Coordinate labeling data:
● ● ● ● ● ● ●

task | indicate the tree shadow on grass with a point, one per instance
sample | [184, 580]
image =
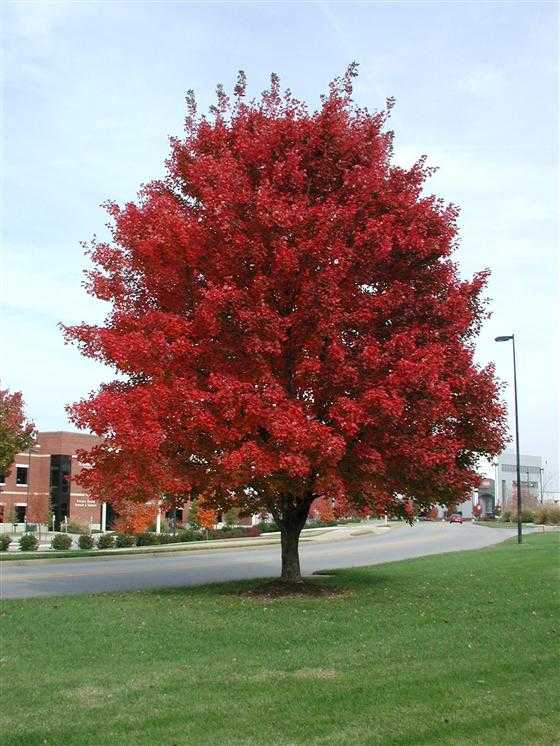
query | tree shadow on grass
[324, 584]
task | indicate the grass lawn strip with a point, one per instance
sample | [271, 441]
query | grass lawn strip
[451, 649]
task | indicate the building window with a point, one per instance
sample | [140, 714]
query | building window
[21, 475]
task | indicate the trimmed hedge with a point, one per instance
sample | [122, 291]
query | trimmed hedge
[125, 540]
[85, 541]
[28, 543]
[61, 542]
[106, 541]
[147, 539]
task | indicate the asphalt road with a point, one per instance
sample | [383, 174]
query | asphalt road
[94, 575]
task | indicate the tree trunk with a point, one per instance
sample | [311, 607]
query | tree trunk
[291, 523]
[291, 572]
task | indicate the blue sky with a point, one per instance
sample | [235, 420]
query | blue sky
[92, 90]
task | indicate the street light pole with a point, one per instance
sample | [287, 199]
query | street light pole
[519, 525]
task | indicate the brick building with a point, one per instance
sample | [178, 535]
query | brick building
[42, 480]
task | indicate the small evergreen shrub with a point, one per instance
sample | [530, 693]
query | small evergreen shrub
[76, 528]
[125, 540]
[548, 514]
[61, 542]
[28, 543]
[146, 539]
[268, 528]
[188, 534]
[165, 538]
[106, 541]
[85, 541]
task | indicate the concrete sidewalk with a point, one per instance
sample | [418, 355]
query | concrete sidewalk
[325, 533]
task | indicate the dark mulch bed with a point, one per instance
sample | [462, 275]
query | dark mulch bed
[280, 589]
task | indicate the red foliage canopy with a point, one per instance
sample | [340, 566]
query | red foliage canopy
[289, 321]
[16, 432]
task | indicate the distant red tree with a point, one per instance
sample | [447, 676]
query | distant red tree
[206, 517]
[289, 324]
[17, 433]
[134, 518]
[325, 509]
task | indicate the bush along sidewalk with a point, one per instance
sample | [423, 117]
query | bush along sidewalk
[61, 542]
[28, 543]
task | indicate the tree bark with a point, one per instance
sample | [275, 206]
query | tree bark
[291, 523]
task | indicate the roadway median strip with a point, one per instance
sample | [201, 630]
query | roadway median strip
[270, 539]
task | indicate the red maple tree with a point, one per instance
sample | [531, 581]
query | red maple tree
[17, 433]
[289, 324]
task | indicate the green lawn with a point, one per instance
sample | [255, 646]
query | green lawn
[454, 649]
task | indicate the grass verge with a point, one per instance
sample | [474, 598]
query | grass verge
[451, 649]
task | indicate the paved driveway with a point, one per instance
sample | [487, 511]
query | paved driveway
[93, 575]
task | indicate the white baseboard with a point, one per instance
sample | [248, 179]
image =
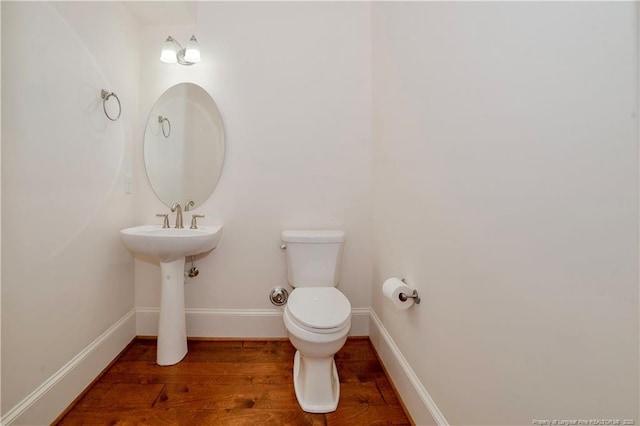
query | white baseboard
[240, 323]
[51, 398]
[415, 397]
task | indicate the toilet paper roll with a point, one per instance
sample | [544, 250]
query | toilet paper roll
[392, 289]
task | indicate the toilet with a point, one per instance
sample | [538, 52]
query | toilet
[317, 315]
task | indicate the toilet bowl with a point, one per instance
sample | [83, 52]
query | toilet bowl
[317, 320]
[317, 315]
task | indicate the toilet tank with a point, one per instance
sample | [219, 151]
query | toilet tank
[313, 257]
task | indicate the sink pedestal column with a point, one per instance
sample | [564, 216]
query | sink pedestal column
[172, 327]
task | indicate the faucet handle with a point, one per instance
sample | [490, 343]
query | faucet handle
[165, 222]
[194, 217]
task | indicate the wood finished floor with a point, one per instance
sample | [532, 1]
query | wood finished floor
[233, 383]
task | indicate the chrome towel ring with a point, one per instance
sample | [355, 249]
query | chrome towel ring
[105, 97]
[166, 131]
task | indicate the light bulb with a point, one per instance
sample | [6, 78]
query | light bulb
[192, 52]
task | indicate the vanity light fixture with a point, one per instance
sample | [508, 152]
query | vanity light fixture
[173, 52]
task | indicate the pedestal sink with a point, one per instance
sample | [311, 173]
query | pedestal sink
[170, 246]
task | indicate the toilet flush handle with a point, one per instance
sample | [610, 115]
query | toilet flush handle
[279, 296]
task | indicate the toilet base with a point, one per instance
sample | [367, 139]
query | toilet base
[316, 383]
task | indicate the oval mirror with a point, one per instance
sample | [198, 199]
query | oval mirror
[184, 145]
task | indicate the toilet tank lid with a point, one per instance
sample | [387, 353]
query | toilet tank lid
[313, 236]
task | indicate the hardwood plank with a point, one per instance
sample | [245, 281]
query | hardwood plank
[214, 396]
[232, 382]
[370, 415]
[190, 417]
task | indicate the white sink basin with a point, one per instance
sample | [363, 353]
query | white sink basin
[169, 244]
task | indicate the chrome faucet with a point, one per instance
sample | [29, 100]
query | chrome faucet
[178, 209]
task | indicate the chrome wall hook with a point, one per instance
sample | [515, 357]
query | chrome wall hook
[105, 97]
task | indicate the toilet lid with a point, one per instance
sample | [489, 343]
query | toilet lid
[319, 307]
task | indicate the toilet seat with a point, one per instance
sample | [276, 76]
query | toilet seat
[319, 309]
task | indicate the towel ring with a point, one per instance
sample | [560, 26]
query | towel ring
[163, 120]
[105, 97]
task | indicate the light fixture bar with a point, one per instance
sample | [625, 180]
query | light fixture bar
[173, 52]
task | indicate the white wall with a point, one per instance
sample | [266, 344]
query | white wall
[66, 277]
[506, 191]
[292, 81]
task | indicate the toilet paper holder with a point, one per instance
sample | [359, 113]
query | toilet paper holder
[404, 297]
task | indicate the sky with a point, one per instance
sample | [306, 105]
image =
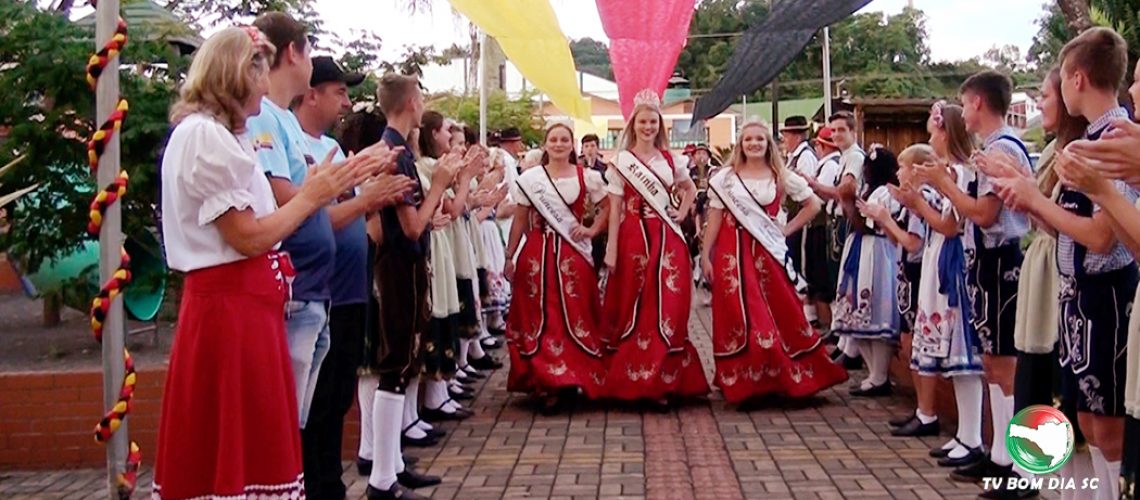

● ● ● ● ● ● ●

• _YOUR TASK_
Pick out every line in the entries that contains the word "finished", and copy each one.

• _SOLUTION TO THIS PROBLEM_
task | indicate the wood finished floor with a point, one per instance
query | wood finished floor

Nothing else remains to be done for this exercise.